- GIVEN EXERCISE
Quote the records beneath, complete and exact. Leave out images.

- DATA EXTRACT
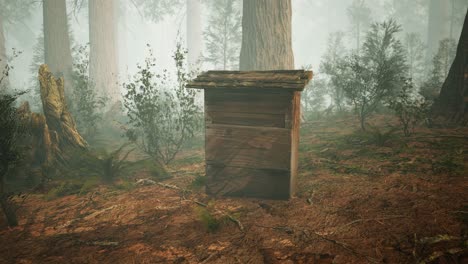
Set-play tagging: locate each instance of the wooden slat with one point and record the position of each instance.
(296, 85)
(249, 147)
(245, 119)
(293, 80)
(247, 102)
(245, 182)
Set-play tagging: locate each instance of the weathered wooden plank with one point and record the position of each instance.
(246, 182)
(299, 85)
(295, 126)
(245, 119)
(250, 147)
(286, 75)
(247, 102)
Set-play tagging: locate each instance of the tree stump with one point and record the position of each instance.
(452, 103)
(58, 118)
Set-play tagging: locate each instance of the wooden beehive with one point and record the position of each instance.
(252, 131)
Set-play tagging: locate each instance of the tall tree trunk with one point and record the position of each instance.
(3, 58)
(103, 61)
(57, 49)
(438, 25)
(266, 35)
(453, 99)
(194, 31)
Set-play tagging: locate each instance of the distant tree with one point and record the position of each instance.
(103, 55)
(452, 102)
(194, 31)
(375, 74)
(330, 65)
(415, 56)
(266, 35)
(223, 34)
(10, 12)
(438, 25)
(156, 10)
(313, 96)
(440, 67)
(360, 19)
(412, 14)
(57, 45)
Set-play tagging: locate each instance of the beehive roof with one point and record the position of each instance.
(283, 79)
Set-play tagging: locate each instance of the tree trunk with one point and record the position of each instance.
(266, 35)
(57, 48)
(453, 99)
(3, 58)
(58, 118)
(438, 25)
(103, 64)
(194, 31)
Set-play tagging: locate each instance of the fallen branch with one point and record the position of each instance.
(230, 217)
(368, 220)
(344, 246)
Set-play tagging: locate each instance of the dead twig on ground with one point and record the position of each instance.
(230, 217)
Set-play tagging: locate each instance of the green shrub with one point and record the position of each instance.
(409, 108)
(162, 114)
(209, 221)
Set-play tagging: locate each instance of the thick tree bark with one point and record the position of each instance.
(3, 58)
(103, 64)
(266, 35)
(57, 47)
(194, 31)
(55, 109)
(453, 99)
(438, 25)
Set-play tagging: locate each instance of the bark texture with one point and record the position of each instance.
(56, 112)
(194, 31)
(57, 48)
(438, 25)
(103, 64)
(266, 35)
(453, 99)
(3, 57)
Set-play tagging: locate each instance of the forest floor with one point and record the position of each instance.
(362, 198)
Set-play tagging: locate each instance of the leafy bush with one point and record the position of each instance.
(374, 74)
(409, 108)
(113, 163)
(85, 104)
(162, 114)
(380, 137)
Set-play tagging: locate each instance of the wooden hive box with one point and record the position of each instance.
(252, 131)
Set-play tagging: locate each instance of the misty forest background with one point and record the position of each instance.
(125, 65)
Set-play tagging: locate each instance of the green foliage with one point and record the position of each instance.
(156, 10)
(162, 114)
(408, 107)
(379, 136)
(374, 74)
(223, 34)
(85, 105)
(113, 163)
(14, 11)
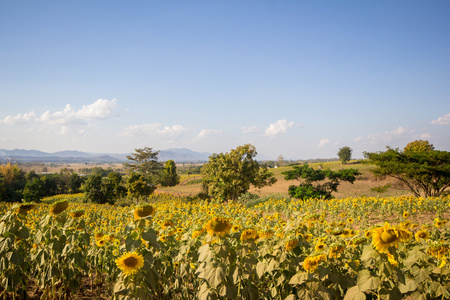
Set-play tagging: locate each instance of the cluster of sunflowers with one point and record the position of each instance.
(280, 248)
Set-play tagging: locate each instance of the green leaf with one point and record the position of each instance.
(261, 268)
(367, 282)
(306, 295)
(250, 292)
(419, 296)
(354, 293)
(299, 278)
(420, 274)
(15, 257)
(228, 290)
(205, 293)
(369, 253)
(409, 286)
(273, 265)
(215, 276)
(205, 253)
(393, 294)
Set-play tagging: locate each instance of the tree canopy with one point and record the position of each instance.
(144, 161)
(345, 154)
(422, 169)
(229, 175)
(169, 176)
(310, 186)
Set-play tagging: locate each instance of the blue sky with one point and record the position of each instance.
(294, 78)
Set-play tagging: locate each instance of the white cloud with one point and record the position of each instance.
(425, 136)
(323, 142)
(204, 133)
(155, 129)
(18, 119)
(280, 126)
(100, 109)
(251, 129)
(444, 120)
(388, 136)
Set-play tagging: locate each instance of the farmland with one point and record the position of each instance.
(172, 248)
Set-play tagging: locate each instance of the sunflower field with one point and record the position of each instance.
(171, 248)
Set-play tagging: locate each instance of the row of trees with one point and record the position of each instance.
(16, 184)
(102, 186)
(424, 170)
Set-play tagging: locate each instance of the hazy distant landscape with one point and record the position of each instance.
(21, 155)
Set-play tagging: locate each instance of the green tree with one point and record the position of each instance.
(13, 182)
(96, 191)
(139, 186)
(169, 176)
(34, 190)
(229, 175)
(310, 187)
(144, 161)
(115, 179)
(424, 172)
(419, 146)
(345, 154)
(75, 183)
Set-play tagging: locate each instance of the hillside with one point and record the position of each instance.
(361, 187)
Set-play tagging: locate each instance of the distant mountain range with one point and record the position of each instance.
(21, 155)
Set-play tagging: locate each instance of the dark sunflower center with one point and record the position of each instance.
(219, 226)
(388, 237)
(130, 262)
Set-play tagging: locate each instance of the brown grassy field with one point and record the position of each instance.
(361, 187)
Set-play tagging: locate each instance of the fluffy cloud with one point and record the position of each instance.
(100, 109)
(323, 142)
(388, 136)
(280, 126)
(204, 133)
(18, 119)
(155, 129)
(444, 120)
(251, 129)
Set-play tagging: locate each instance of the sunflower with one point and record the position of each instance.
(59, 207)
(392, 260)
(101, 243)
(77, 213)
(235, 228)
(291, 244)
(422, 235)
(312, 262)
(130, 263)
(385, 237)
(197, 233)
(249, 235)
(438, 222)
(167, 224)
(218, 226)
(335, 251)
(24, 208)
(320, 247)
(143, 211)
(262, 235)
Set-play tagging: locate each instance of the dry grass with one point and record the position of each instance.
(361, 187)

- ANSWER TO THIS EXERCISE
Set-play tagging: locate each instance of the wooden slat with one point and record the position of each instance.
(296, 85)
(249, 147)
(245, 119)
(293, 80)
(247, 102)
(245, 182)
Set-play tagging: locate each instance of the weathered wooden plank with one point and record the position of each instance.
(246, 182)
(299, 85)
(295, 126)
(245, 119)
(250, 147)
(286, 75)
(247, 102)
Set-play tagging: locate each instance of the tree stump with one point and record the position of each instance.
(452, 103)
(58, 118)
Set-play tagging: locate each instance of the wooden beehive with one point and record the position of each instance.
(252, 131)
Set-play tagging: locate each instance of the tall tree trunk with one point and record the position of each instance.
(3, 58)
(103, 61)
(57, 49)
(438, 25)
(266, 35)
(453, 99)
(194, 31)
Set-play tagging: locate each instance of the distant tree with one point and record the position of each instance.
(103, 55)
(452, 102)
(194, 31)
(375, 74)
(330, 65)
(415, 56)
(266, 35)
(223, 34)
(10, 12)
(438, 25)
(156, 10)
(313, 96)
(440, 67)
(360, 19)
(412, 14)
(57, 45)
Set-play tagging: locate each instance of the beehive roof with one point and record the position of each instance.
(283, 79)
Set-play tagging: locate each instance of the tree trunk with one point and record the position of each instance.
(266, 35)
(57, 48)
(453, 99)
(3, 58)
(58, 118)
(438, 25)
(103, 64)
(194, 31)
Set-play tagging: locate each instance of the fallen branch with one point and record the position of each instance.
(230, 217)
(368, 220)
(344, 246)
Set-play tagging: locate each instance of the dead twig on ground with one point and record the position of each instance.
(230, 217)
Set-play tagging: locate each instance of the green shrub with one point and record the position of each instance.
(409, 108)
(162, 114)
(209, 221)
Set-play tagging: locate each instance of the thick tree bark with one point and record the position of each instance.
(3, 58)
(103, 64)
(266, 35)
(57, 47)
(194, 31)
(55, 109)
(453, 99)
(438, 25)
Set-play tagging: locate each instance of the bark texture with one point and record the position of each instance.
(56, 112)
(194, 31)
(57, 48)
(438, 25)
(103, 64)
(266, 35)
(453, 99)
(3, 57)
Set-play tagging: locate each instance of the forest floor with one point and record the position of each instance.
(362, 198)
Set-play tagging: locate each instance of the leafy bush with one point and record the position of each instance.
(374, 74)
(409, 108)
(113, 163)
(85, 104)
(162, 114)
(380, 137)
Set-play tagging: locate each instance of the wooden hive box with one point and record the position of each instance.
(252, 131)
Set-play tagging: locate each instance of the misty forest background with one point and record the position of each instance.
(125, 65)
Set-play tagging: locate each instance of the green foliage with one point and record the position of each instance.
(156, 10)
(162, 114)
(408, 107)
(379, 136)
(374, 74)
(223, 34)
(85, 105)
(113, 163)
(14, 11)
Set-play tagging: locate each instance of the cluster of sunflowers with one point and record the position of each instance.
(280, 248)
Set-play tagging: locate each instance of the green leaf with one point and record the position of each instance.
(261, 268)
(367, 282)
(306, 295)
(250, 292)
(419, 296)
(354, 293)
(299, 278)
(420, 274)
(15, 257)
(228, 290)
(205, 293)
(369, 253)
(409, 286)
(273, 265)
(215, 276)
(205, 253)
(393, 294)
Set-play tagging: locate each instance of the tree canopy with one point and record the position of each instance.
(144, 161)
(345, 154)
(422, 169)
(229, 175)
(169, 176)
(310, 186)
Set-play tagging: locate each instance of the blue sky with one point and record the position of each instance.
(294, 78)
Set-play tagging: locate each instance of the white cloud with one point and record the position of each instance.
(425, 136)
(323, 142)
(204, 133)
(155, 129)
(18, 119)
(280, 126)
(100, 109)
(251, 129)
(444, 120)
(388, 136)
Set-play tagging: locate each instance of the farmland with one point and record the position of each instance.
(172, 248)
Set-play tagging: locate each instance of the sunflower field with one point and record the position of each instance.
(171, 248)
Set-play tagging: locate each instance of the row of trees with one point and record the position of each instance.
(16, 184)
(102, 186)
(424, 170)
Set-play tagging: locate each instance of the hazy distant landscape with one point and record the position of each instance.
(21, 155)
Set-play tagging: locate each instance of the green tree with one point and record the position of each instance.
(13, 182)
(96, 191)
(139, 186)
(169, 176)
(34, 190)
(229, 175)
(310, 187)
(144, 161)
(115, 179)
(424, 172)
(419, 146)
(345, 154)
(75, 183)
Set-play tagging: locate each instance of the hillside with one point and record the position of each instance.
(361, 187)
Set-play tagging: locate each instance of the distant mountain range with one point and record the position of each instance.
(21, 155)
Set-play tagging: locate each instance of the dark sunflower center with one point and record the position of each instance.
(219, 226)
(388, 237)
(130, 262)
Set-play tagging: locate each instance of the brown grassy field with one point and record the position of each instance.
(361, 187)
Set-play tagging: locate each instance of the fluffy cloud with one point and record the position of each instance.
(100, 109)
(323, 142)
(388, 136)
(280, 126)
(204, 133)
(18, 119)
(155, 129)
(444, 120)
(251, 129)
Set-play tagging: locate each instance of the sunflower with one point and record the position of each instance.
(59, 207)
(392, 260)
(101, 243)
(77, 213)
(235, 228)
(291, 244)
(422, 235)
(312, 262)
(130, 263)
(385, 237)
(197, 233)
(249, 235)
(438, 222)
(167, 224)
(218, 226)
(335, 251)
(24, 208)
(320, 247)
(143, 211)
(262, 235)
Set-play tagging: locate each instance of the dry grass with one point and record the position of each instance.
(361, 187)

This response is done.